Opdracht: Geef het stuk van de regel met "See the UI screenshot above and locate the green textured" tot en met de regel met "116 310 153 408" opnieuw, met "sofa" vervangen door "couch" en verder alles ongewijzigd. Laat de afbeeldingen weg.

Invoergegevens:
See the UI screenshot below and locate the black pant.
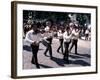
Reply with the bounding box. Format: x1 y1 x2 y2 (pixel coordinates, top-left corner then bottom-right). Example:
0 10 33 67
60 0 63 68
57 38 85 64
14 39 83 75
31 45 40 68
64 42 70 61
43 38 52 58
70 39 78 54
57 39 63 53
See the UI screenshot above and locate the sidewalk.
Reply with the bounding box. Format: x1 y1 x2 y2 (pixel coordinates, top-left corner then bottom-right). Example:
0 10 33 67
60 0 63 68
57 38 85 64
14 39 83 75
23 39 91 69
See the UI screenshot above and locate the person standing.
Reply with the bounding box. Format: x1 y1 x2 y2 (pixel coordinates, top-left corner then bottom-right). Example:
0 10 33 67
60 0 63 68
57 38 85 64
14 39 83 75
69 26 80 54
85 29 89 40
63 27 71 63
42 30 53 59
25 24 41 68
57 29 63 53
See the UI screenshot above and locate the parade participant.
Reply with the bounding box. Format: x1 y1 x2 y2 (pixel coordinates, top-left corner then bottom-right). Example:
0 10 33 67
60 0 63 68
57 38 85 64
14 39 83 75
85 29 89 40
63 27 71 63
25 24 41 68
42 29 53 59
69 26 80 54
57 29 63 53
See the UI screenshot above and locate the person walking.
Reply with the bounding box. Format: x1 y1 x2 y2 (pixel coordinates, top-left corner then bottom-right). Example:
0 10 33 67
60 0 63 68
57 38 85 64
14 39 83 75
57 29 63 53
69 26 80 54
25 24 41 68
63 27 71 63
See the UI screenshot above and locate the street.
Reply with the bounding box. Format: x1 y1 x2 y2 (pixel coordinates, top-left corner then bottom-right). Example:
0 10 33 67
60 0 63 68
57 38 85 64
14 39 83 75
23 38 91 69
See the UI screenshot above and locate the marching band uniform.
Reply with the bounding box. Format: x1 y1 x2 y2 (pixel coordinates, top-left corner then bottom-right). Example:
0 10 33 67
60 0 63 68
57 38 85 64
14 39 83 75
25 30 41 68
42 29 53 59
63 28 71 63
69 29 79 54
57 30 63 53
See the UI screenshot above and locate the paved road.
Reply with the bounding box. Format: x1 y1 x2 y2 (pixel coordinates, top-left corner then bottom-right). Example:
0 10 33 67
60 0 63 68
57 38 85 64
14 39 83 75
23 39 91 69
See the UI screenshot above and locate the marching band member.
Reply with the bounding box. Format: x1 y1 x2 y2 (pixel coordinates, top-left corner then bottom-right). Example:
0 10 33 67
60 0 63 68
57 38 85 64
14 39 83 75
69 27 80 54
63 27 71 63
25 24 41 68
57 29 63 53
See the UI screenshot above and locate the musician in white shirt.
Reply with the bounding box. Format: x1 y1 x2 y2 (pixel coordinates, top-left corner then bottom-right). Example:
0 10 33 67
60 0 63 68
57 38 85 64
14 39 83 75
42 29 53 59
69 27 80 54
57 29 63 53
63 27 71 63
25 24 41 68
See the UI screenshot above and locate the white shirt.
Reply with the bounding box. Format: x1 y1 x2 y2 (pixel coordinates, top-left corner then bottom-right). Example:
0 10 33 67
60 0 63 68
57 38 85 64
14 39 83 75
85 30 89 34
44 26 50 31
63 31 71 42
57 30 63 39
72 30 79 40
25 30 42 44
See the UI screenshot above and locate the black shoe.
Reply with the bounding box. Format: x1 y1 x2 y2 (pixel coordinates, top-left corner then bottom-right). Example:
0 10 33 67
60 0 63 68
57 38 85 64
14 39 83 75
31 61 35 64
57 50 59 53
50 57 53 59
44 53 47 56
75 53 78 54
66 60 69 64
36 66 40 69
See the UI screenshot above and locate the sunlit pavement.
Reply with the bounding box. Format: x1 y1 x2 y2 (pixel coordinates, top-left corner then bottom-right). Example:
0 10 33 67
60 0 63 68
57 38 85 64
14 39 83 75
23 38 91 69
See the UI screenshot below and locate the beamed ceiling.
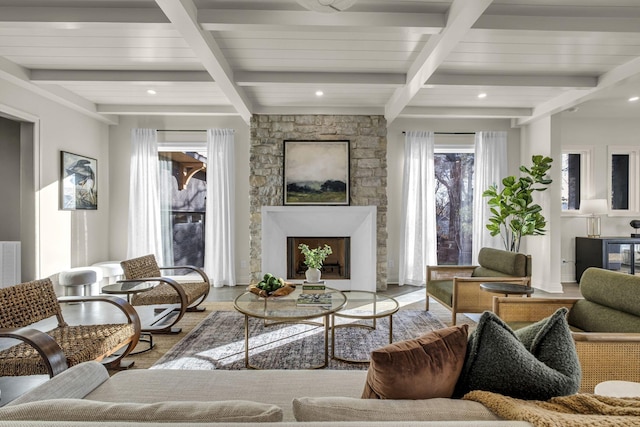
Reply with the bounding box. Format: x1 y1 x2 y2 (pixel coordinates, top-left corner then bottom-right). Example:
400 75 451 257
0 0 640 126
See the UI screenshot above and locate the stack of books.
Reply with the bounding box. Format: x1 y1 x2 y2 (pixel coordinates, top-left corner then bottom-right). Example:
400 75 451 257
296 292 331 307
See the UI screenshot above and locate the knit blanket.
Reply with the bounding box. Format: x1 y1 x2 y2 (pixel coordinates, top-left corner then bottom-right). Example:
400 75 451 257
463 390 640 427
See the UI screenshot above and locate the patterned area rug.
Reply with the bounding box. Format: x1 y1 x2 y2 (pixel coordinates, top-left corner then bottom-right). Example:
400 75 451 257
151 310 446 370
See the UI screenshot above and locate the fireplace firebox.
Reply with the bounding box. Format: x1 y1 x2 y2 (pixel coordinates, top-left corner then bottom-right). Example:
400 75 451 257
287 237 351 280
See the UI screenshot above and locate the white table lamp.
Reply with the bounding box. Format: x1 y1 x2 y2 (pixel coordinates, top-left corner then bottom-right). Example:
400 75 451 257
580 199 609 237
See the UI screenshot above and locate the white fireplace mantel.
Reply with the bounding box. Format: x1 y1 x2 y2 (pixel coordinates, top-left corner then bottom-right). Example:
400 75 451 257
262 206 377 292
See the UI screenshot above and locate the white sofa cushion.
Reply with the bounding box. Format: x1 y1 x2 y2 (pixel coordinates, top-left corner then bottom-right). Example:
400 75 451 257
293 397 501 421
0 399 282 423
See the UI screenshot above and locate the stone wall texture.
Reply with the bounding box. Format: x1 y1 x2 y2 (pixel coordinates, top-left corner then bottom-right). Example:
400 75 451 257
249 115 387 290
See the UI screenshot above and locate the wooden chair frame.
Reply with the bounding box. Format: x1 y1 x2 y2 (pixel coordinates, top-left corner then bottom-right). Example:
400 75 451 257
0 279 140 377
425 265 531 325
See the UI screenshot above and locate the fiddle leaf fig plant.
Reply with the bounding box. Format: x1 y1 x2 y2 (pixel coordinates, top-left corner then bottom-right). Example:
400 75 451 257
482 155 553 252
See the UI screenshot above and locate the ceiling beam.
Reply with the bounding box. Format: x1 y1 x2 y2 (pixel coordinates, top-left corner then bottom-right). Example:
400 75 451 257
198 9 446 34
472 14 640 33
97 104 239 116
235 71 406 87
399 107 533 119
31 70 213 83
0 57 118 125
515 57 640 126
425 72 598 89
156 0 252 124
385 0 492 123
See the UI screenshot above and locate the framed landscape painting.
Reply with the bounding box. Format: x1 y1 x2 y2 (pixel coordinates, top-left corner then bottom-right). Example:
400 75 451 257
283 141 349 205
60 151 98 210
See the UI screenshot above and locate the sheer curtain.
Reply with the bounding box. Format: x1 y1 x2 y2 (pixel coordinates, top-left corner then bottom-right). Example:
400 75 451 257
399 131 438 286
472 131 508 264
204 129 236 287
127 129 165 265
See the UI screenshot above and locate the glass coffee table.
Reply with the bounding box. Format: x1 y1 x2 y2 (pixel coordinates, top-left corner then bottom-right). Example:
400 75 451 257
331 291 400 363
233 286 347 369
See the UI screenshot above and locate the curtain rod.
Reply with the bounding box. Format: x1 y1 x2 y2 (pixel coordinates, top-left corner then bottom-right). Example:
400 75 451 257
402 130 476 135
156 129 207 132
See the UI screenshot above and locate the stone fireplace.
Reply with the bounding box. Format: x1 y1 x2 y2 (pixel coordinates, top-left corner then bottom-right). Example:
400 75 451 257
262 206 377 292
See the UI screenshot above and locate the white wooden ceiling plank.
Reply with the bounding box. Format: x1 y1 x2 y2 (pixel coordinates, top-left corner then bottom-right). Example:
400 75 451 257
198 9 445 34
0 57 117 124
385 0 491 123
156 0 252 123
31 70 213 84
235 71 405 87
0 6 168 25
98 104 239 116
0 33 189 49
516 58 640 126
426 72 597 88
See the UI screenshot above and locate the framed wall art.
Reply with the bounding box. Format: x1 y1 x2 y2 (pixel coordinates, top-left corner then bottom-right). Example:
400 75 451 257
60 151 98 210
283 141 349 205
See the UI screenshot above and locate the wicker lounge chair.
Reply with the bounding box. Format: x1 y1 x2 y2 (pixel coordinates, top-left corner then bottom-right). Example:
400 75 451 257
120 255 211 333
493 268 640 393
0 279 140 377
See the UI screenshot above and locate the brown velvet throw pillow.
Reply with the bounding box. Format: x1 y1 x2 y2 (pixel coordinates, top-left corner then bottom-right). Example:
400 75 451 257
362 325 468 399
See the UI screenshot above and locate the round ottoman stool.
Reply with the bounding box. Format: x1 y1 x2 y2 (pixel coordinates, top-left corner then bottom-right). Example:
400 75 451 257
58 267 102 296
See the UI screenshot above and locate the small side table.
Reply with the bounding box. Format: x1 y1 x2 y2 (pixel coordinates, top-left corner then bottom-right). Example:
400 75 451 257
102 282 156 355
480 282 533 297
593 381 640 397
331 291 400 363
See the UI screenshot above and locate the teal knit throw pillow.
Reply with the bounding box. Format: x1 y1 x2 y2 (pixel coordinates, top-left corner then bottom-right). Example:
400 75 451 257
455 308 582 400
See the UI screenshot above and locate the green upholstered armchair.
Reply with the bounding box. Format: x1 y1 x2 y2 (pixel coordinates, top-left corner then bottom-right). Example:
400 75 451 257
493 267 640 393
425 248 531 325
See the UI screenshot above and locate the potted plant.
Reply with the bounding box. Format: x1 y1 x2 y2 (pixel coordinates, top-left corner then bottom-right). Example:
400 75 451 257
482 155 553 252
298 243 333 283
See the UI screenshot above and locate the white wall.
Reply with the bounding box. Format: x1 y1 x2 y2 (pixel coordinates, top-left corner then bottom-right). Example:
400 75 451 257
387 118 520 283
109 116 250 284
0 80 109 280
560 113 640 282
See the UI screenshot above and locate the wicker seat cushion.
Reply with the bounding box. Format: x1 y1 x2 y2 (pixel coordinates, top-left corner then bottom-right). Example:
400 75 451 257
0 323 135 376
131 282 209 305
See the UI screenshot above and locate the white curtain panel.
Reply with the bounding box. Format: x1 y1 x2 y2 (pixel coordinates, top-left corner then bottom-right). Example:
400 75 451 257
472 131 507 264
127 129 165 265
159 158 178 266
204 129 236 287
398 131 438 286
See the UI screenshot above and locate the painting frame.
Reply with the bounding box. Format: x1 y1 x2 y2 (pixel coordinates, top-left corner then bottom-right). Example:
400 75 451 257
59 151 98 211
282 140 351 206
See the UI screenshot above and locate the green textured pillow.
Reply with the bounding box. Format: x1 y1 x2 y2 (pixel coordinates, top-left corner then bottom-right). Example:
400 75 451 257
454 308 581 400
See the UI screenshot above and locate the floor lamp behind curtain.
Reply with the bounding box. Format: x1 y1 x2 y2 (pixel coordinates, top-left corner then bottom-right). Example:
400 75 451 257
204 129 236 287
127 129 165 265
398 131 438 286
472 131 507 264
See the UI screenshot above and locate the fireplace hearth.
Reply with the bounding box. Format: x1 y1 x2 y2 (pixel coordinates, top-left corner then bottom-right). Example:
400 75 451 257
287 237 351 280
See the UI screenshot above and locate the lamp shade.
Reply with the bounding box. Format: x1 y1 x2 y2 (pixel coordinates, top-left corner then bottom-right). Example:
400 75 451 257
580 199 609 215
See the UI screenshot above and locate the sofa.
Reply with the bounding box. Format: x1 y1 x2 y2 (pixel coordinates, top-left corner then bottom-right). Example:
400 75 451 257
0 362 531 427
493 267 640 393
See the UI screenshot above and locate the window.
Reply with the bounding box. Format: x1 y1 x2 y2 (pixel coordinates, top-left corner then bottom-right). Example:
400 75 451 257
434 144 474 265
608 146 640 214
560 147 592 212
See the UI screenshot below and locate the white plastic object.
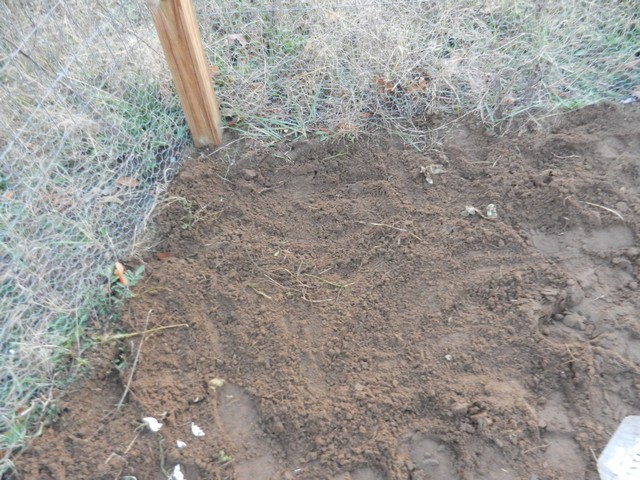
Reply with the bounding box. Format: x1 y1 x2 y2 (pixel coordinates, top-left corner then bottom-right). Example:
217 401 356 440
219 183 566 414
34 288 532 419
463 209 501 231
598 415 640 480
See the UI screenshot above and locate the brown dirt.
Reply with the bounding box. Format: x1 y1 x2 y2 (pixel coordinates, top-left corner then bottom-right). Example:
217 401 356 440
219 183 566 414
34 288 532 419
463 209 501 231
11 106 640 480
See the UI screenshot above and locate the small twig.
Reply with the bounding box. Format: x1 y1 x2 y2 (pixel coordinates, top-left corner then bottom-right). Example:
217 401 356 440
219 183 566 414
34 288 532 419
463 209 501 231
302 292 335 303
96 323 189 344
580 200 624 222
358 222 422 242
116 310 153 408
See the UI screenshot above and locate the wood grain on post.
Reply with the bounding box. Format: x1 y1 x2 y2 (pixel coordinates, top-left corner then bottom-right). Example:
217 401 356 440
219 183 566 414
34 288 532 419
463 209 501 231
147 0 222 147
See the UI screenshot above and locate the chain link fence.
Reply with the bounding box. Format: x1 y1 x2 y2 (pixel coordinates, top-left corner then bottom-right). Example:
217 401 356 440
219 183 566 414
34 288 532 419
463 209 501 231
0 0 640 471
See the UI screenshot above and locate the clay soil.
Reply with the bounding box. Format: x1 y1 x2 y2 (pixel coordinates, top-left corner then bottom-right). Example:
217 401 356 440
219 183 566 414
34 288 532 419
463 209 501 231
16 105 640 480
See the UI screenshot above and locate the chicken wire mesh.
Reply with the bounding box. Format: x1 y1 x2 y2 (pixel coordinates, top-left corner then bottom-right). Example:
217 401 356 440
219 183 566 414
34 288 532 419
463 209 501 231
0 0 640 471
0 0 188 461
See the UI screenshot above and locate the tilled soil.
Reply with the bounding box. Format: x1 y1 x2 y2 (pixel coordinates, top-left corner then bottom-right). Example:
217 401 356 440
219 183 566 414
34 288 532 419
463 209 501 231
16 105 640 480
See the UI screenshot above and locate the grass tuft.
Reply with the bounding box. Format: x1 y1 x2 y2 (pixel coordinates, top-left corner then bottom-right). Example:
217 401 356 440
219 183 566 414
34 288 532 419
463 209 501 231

Uitwerking:
See the UI screenshot above and locate the green textured pillow.
Reply with the bounding box. Format: x1 y1 x2 y2 (pixel coordinates, top-left corner then bottom-right). Example:
400 75 451 257
454 308 581 400
See the UI screenshot above and locate the floor lamp behind curtain.
Reply with the bounding box. Format: x1 y1 x2 y2 (pixel coordinates, top-left corner then bottom-right). Example:
400 75 451 257
204 129 236 287
127 129 165 265
398 131 438 286
472 131 507 264
See the UI screenshot above and locate the fireplace hearth.
Reply with the bounding box. Format: x1 y1 x2 y2 (pixel coordinates, top-left corner then bottom-right). Example:
400 75 451 257
287 237 351 280
See the UI screenshot above and locate the lamp shade.
Reply with the bounding box. Format: x1 y1 x2 y2 (pixel coordinates, top-left corner then bottom-right). Example:
400 75 451 257
580 199 609 215
See the UI screenshot above and locate the couch.
Reply with the bounding box. Format: x1 y1 x2 y2 (pixel coordinates, top-left corner then bottom-right). Example:
400 75 451 257
0 362 531 427
493 267 640 393
See the UI screenshot above and locate the window.
Reply with the bounding box. Format: x1 y1 x2 y2 (pixel coordinates, top-left corner then bottom-right). Example:
400 75 451 257
434 144 474 265
608 146 640 214
560 147 592 212
See the UI screenshot below and locate the white plastic object.
Reply with the bounding box. Format: x1 y1 x2 y2 (pixel coordinates, top-left corner then bottom-right). Example:
217 401 356 440
219 183 566 414
34 288 532 419
463 209 501 231
598 415 640 480
See the UI screenshot above and locate the brown dirt.
Reply with the bounding box. Format: x1 y1 x2 y2 (pixel coordinates, top-left corner then bottom-right). Example:
217 401 356 440
219 183 566 414
34 288 532 419
463 209 501 231
11 106 640 480
See the UI screenshot above and locate the small twig.
Reply with the bounding box. Format: x1 y1 x2 y2 (pixel coordinates, top-left corner then bottom-right). Example:
217 401 356 440
219 183 566 414
34 288 532 419
463 209 501 231
302 292 335 303
96 323 189 344
580 200 624 222
358 222 422 242
116 310 153 408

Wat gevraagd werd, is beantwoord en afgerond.